%%

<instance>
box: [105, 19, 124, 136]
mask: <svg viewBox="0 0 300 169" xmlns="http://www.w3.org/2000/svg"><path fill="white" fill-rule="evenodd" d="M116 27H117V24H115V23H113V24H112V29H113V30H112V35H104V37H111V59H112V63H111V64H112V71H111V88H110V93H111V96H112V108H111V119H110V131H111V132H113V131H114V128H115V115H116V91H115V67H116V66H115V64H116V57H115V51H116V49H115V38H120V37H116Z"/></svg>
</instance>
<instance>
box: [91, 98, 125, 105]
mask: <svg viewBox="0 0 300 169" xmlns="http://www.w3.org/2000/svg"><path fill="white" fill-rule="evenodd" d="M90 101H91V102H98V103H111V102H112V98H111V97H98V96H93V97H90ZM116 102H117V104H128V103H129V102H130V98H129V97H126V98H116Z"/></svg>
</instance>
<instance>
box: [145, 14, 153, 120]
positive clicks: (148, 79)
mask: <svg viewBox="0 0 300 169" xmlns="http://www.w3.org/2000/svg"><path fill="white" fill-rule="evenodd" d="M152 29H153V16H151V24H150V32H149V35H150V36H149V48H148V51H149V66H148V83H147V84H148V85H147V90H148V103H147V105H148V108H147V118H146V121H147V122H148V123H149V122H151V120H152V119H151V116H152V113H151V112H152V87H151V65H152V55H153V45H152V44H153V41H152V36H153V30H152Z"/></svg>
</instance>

%%

**ACTIVITY:** Full repetition needed. Write out every entry above exactly as given.

**EXERCISE ANSWER:**
<instance>
box: [105, 19, 124, 136]
mask: <svg viewBox="0 0 300 169" xmlns="http://www.w3.org/2000/svg"><path fill="white" fill-rule="evenodd" d="M116 27H117V24H115V23H113V24H112V29H113V30H112V35H104V37H111V59H112V63H111V64H112V71H111V88H110V93H111V96H112V108H111V119H110V131H111V132H113V131H114V128H115V115H116V91H115V67H116V66H115V64H116V57H115V51H116V49H115V38H120V37H116Z"/></svg>
</instance>
<instance>
box: [91, 98, 125, 105]
mask: <svg viewBox="0 0 300 169" xmlns="http://www.w3.org/2000/svg"><path fill="white" fill-rule="evenodd" d="M90 101H91V102H98V103H111V102H112V98H111V97H98V96H93V97H90ZM116 102H117V104H128V103H129V102H130V98H129V97H126V98H116Z"/></svg>
</instance>
<instance>
box: [145, 14, 153, 120]
positive clicks: (148, 79)
mask: <svg viewBox="0 0 300 169" xmlns="http://www.w3.org/2000/svg"><path fill="white" fill-rule="evenodd" d="M152 29H153V16H151V24H150V32H149V35H150V36H149V48H148V51H149V66H148V83H147V84H148V85H147V90H148V103H147V105H148V108H147V118H146V121H147V122H148V123H149V122H151V120H152V119H151V116H152V113H151V112H152V87H151V65H152V55H153V45H152V44H153V41H152V36H153V30H152Z"/></svg>
</instance>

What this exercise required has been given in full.